# WORK TO BE COMPLETED
Please repeat all of the listing exactly.

═══

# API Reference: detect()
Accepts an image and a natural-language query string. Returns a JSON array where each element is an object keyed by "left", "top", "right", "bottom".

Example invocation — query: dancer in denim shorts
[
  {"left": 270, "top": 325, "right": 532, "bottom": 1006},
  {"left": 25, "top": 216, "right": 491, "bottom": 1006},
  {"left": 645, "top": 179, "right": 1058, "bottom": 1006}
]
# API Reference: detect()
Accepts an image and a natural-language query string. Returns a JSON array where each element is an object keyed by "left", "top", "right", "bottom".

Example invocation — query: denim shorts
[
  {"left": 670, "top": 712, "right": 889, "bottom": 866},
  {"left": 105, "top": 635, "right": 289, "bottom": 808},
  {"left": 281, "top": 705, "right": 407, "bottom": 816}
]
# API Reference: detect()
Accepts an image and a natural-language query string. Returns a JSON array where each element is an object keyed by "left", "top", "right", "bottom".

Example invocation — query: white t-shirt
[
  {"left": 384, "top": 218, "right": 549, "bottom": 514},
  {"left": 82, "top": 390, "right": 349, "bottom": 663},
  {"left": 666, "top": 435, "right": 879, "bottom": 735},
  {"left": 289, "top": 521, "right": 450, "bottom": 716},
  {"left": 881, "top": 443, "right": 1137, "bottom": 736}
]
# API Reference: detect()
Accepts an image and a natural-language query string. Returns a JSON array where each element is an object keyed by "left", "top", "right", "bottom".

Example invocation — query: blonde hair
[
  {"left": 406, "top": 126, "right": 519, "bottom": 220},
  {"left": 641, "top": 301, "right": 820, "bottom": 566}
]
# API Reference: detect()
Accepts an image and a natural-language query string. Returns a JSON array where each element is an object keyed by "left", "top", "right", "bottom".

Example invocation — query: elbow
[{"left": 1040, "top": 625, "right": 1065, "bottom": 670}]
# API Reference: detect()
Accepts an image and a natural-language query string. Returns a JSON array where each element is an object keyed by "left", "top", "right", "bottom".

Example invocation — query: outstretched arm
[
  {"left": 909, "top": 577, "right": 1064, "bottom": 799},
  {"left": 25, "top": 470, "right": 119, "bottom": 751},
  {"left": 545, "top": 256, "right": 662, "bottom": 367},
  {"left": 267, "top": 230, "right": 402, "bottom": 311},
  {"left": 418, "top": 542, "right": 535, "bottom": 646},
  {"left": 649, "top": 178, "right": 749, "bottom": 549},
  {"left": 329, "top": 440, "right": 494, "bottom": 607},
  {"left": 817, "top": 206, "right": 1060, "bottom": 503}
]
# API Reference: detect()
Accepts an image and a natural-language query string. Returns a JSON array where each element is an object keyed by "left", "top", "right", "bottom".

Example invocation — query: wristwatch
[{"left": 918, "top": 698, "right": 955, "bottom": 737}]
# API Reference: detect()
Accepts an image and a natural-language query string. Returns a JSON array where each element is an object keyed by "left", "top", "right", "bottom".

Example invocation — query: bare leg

═══

# ANSWER TO THE PROBLEM
# API Reference: detect()
Accepts an image and a natural-language query string. Returns a JSON array where each element is an object keyed by "left", "top", "right", "bottom".

Example invocation — query: dancer in denim shorts
[
  {"left": 270, "top": 325, "right": 532, "bottom": 1006},
  {"left": 25, "top": 216, "right": 491, "bottom": 1006},
  {"left": 645, "top": 179, "right": 1058, "bottom": 1006}
]
# API Reference: detect()
Accepts an image and a natural-language query string. Returns a JSON array where each element is an object keyed by "left", "top", "right", "bottom".

Example invocation — query: denim shorts
[
  {"left": 670, "top": 712, "right": 889, "bottom": 866},
  {"left": 105, "top": 635, "right": 289, "bottom": 808},
  {"left": 281, "top": 705, "right": 407, "bottom": 816}
]
# API Reference: detect()
Accepts an image and a natural-language query string. Returns a JSON array where each element is an object keyed by "left", "top", "right", "bottom".

Example invocation — query: white t-shirt
[
  {"left": 384, "top": 218, "right": 549, "bottom": 514},
  {"left": 82, "top": 390, "right": 349, "bottom": 663},
  {"left": 666, "top": 435, "right": 879, "bottom": 735},
  {"left": 289, "top": 521, "right": 450, "bottom": 716},
  {"left": 881, "top": 443, "right": 1137, "bottom": 736}
]
# API Reference: detect()
Accepts an image and a natural-language query string. Returns a JSON array where each element is an object keyed by "left", "top", "right", "bottom".

Example invocation — query: blonde hair
[
  {"left": 406, "top": 126, "right": 519, "bottom": 220},
  {"left": 641, "top": 301, "right": 820, "bottom": 566}
]
# API Reference: detect()
Accepts an image and a natural-language query string. Returns a JSON array where each element is an object keyed by "left", "top", "right", "bottom".

Example invocation — query: elbow
[{"left": 1040, "top": 625, "right": 1065, "bottom": 670}]
# API Reference: detect()
Accepts an image and a natural-language query string. Returns a JSON array where each element is an object keyed by "left", "top", "right", "bottom".

Example invocation — query: outstretched arm
[
  {"left": 909, "top": 577, "right": 1064, "bottom": 799},
  {"left": 25, "top": 470, "right": 119, "bottom": 751},
  {"left": 545, "top": 256, "right": 662, "bottom": 367},
  {"left": 267, "top": 230, "right": 402, "bottom": 311},
  {"left": 418, "top": 542, "right": 535, "bottom": 646},
  {"left": 649, "top": 178, "right": 749, "bottom": 549},
  {"left": 329, "top": 440, "right": 494, "bottom": 607},
  {"left": 817, "top": 206, "right": 1060, "bottom": 503}
]
# API Reference: detect()
Accepts an image and a natural-language query string. Returns a JSON array where each element is an object keyed by "left", "top", "right", "bottom".

Example invocation — query: wristwatch
[{"left": 918, "top": 698, "right": 955, "bottom": 737}]
# API Reference: detect()
Accepts an image and a natural-language query string. Returns a JSON array where each element is an object keyed by "left", "top", "right", "bottom".

Example invocation — query: bare leg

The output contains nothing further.